Good communication is the glue that holds a disaster response together, and I’m not talking about radios and agency acronyms. Communication, on a specific scale, relates to how we message our community through the media, and this takes planning well in advance of the disaster incident or crisis. When it comes to writing a strong crisis communication plan, there are key elements that should be recognized as best practices. Emergencies are immediate. A strong crisis communication plan should always reflect that immediacy while also recognizing that different audiences must be reached with information specific to their interests and needs.

A crisis communications plan is a vital part of an organization’s crisis and preparedness program. Regardless of the crisis, organizations and business should respond promptly and accurately during the entire lifecycle of an emergency, especially in the hours and days that follow the incident.

While not an exhaustive list, the following 9 steps are foundations in which to start writing a strong crisis communications plan:

Step 1: Identify and reach Your audience

Following an incident or crisis, particular audiences, each with their own needs, will need information designed to protect their well-being. The challenge is to identify the audiences based on demographics, their association with the crisis, and the methods to best deliver disaster messages to them. The best time to address this challenge is prior to the disaster occurring in the first place, and this takes a process of identifying potential hazards that could occur in your community or organization. Once you understand what crises you may be prone to, identifying potential audiences and corresponding crisis messages becomes easier. This enables you to develop message templates that you can store away which will aid in the writing of a strong crisis communication plan were the worst to occur.

Step 2: Include your stakeholders with up-to-date contact information

Communication specialists and leaders should identify potential stakeholders and customize messaging for them as you would your potential audiences. A stakeholder includes anyone who plays an essential part in disaster response and includes anyone from media outlets to government officials to local businesses. Stakeholders should also include those cultural communities who’s first language may not be English, or whose cultural norms do not align with other members of society.

———

Objective A ::
Answer these questions about the crisis communication text:
(i) How many steps does it present as foundations for writing a crisis communications plan?
(ii) On what three things does Step 1 say the identification of audiences should be based?
(iii) According to Step 2, who may be included among stakeholders besides media outlets, government officials, and local businesses?
Objective B ::
List every group that the crisis communication text names as a stakeholder.
Objective C ::
Reproduce word for word the passage of the crisis communication text starting at "Communication specialists and" and ending at "members of society.".

Data segment ::

———

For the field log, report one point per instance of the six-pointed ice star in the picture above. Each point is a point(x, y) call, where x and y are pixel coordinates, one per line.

———

Correct response A ::
(i) Nine.
(ii) Demographics, their association with the crisis, and the methods to best deliver disaster messages to them.
(iii) Cultural communities whose first language may not be English, or whose cultural norms do not align with other members of society.

Correct response B ::
- Media outlets
- Government officials
- Local businesses
- Cultural communities whose first language may not be English, or whose cultural norms do not align with other members of society

Correct response C ::
Communication specialists and leaders should identify potential stakeholders and customize messaging for them as you would your potential audiences. A stakeholder includes anyone who plays an essential part in disaster response and includes anyone from media outlets to government officials to local businesses. Stakeholders should also include those cultural communities who’s first language may not be English, or whose cultural norms do not align with other members of society.